:: GIVEN PROBLEM ::
Filter the entries below, copying every line that contains the word "woman". Case counts.

:::

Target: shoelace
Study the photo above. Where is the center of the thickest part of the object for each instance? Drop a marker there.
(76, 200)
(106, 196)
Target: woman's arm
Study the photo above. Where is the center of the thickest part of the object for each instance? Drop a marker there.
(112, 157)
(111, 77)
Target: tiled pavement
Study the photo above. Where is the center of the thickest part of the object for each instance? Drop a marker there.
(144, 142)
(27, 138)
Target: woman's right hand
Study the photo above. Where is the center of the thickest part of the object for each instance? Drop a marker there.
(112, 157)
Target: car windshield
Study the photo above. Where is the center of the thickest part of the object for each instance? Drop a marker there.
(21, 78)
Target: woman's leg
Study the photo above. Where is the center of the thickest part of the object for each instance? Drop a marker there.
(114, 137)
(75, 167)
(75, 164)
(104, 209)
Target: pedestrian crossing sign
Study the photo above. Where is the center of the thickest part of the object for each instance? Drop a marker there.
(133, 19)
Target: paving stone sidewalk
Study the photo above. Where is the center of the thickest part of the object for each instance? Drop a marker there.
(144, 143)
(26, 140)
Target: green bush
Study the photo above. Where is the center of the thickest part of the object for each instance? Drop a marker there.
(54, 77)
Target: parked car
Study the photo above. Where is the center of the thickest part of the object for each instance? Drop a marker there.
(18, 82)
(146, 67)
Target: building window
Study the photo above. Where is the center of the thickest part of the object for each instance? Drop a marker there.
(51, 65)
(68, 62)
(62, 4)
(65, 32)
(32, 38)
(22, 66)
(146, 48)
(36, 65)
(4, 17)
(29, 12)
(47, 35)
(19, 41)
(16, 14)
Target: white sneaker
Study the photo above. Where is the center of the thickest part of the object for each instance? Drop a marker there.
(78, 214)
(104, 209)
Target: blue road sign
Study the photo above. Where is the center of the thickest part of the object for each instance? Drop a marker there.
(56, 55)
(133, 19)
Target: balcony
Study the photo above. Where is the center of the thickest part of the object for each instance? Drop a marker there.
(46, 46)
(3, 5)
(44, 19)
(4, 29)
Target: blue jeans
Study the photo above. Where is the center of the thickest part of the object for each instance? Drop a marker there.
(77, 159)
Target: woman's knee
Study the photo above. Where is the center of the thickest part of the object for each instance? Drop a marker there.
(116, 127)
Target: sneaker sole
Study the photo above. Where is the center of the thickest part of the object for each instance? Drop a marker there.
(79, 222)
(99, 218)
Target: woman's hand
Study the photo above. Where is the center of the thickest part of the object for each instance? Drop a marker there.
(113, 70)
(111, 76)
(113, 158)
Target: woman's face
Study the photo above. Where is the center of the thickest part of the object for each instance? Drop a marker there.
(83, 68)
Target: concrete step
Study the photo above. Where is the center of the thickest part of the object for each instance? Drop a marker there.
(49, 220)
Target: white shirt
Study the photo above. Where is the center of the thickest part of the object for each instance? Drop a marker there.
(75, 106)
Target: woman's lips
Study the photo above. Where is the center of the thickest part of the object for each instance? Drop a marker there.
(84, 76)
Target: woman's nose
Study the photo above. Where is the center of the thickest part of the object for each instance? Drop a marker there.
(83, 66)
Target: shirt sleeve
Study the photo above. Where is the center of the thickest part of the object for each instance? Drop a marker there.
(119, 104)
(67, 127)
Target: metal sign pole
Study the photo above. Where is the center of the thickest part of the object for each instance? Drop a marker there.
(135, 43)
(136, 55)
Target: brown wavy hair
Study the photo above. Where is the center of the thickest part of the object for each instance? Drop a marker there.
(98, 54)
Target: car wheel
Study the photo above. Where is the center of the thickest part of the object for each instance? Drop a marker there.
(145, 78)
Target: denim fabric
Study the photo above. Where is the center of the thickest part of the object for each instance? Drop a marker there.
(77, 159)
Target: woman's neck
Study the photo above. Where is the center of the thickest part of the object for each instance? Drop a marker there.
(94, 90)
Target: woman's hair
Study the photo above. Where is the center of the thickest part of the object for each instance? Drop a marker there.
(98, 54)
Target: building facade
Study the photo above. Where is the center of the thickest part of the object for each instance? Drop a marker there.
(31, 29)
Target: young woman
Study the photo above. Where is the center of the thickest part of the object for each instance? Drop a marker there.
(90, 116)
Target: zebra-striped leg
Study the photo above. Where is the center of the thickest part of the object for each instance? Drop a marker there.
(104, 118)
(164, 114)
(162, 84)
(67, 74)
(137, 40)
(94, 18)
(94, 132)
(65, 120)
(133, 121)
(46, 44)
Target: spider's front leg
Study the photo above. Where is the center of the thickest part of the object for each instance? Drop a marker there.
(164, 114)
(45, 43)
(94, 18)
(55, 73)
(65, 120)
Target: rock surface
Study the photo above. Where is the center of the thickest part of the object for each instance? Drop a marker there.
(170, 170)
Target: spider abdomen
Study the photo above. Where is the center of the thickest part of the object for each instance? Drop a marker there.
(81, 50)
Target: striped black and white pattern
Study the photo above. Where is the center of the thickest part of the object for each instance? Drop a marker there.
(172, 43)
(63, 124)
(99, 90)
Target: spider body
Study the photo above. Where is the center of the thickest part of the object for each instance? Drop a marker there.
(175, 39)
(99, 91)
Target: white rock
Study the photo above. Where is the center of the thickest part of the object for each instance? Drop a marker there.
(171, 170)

:::

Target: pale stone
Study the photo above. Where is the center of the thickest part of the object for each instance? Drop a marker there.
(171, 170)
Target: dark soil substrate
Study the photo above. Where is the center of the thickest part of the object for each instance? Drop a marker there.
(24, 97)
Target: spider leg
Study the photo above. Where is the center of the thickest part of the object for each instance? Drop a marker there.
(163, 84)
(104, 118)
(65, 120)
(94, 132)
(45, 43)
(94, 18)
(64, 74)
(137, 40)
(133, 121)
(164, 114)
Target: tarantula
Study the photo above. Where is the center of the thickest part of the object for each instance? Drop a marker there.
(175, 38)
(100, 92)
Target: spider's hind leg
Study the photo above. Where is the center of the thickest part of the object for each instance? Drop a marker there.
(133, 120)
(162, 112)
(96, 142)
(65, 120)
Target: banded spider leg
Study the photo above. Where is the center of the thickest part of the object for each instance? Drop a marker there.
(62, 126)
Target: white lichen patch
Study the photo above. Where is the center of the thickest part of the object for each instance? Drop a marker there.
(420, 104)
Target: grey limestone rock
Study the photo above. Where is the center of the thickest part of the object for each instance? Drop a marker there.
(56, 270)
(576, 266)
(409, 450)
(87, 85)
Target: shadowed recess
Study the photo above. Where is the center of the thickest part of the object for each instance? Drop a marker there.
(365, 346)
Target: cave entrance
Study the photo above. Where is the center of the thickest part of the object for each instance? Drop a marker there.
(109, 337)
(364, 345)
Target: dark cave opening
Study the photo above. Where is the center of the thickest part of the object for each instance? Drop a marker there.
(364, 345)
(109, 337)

:::

:: CORRECT RESULT ::
Target: woman's arm
Target: woman's right hand
Target: woman's leg
Target: woman's knee
Target: woman's hand
Target: woman's face
Target: woman's lips
Target: woman's nose
Target: woman's neck
Target: woman's hair
Target: young woman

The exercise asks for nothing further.